• _Material to process_

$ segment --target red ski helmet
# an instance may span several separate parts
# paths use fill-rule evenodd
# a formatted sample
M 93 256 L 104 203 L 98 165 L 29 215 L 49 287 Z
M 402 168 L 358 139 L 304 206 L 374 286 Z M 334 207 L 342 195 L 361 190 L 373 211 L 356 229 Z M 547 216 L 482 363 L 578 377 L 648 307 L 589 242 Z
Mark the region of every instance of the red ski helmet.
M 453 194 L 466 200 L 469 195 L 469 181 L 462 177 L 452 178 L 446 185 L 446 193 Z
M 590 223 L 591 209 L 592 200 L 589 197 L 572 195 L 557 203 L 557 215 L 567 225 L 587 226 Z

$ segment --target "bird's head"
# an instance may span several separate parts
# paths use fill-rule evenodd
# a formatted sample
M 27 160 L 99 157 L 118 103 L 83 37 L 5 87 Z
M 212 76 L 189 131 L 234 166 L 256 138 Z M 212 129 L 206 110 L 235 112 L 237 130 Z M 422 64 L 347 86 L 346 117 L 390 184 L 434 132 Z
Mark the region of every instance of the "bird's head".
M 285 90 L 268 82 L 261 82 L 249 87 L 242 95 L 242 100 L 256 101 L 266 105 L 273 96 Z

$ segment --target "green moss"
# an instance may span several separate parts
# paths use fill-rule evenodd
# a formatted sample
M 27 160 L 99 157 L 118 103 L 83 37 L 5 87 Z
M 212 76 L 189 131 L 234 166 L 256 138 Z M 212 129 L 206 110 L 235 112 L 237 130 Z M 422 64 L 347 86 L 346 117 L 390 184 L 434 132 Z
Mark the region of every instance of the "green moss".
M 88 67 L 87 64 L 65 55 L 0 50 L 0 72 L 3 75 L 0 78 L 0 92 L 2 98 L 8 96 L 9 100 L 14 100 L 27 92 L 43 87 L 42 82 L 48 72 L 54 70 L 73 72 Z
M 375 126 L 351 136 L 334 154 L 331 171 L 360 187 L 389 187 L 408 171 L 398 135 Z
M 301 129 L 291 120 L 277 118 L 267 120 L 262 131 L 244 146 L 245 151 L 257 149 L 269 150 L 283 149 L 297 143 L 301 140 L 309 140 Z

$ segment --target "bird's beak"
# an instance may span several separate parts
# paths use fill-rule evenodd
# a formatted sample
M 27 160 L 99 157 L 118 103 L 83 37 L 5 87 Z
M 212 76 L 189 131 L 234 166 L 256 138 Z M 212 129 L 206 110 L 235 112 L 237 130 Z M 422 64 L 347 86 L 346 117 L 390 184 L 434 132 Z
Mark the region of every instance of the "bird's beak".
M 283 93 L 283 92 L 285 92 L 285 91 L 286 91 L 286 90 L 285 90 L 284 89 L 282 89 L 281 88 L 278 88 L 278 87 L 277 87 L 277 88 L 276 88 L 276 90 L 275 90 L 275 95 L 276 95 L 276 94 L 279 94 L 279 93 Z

• _Request_
Rewrite the data from the beginning up to and including the line with "M 590 223 L", changing "red ski helmet" to "blue ski helmet" and leaving everything else the same.

• _Written solution_
$ segment --target blue ski helmet
# an instance may span several separate parts
# paths use fill-rule evenodd
# a formatted sample
M 93 256 L 104 203 L 98 165 L 29 215 L 49 287 Z
M 402 168 L 358 139 L 304 206 L 374 286 Z M 334 207 L 342 195 L 361 190 L 373 211 L 356 229 Z M 547 216 L 482 363 L 578 377 L 648 307 L 589 242 Z
Mark the region of every instance of the blue ski helmet.
M 453 194 L 466 200 L 469 195 L 469 181 L 462 177 L 452 178 L 446 185 L 446 193 Z
M 590 223 L 591 209 L 592 200 L 589 197 L 572 195 L 557 203 L 557 215 L 567 225 L 587 226 Z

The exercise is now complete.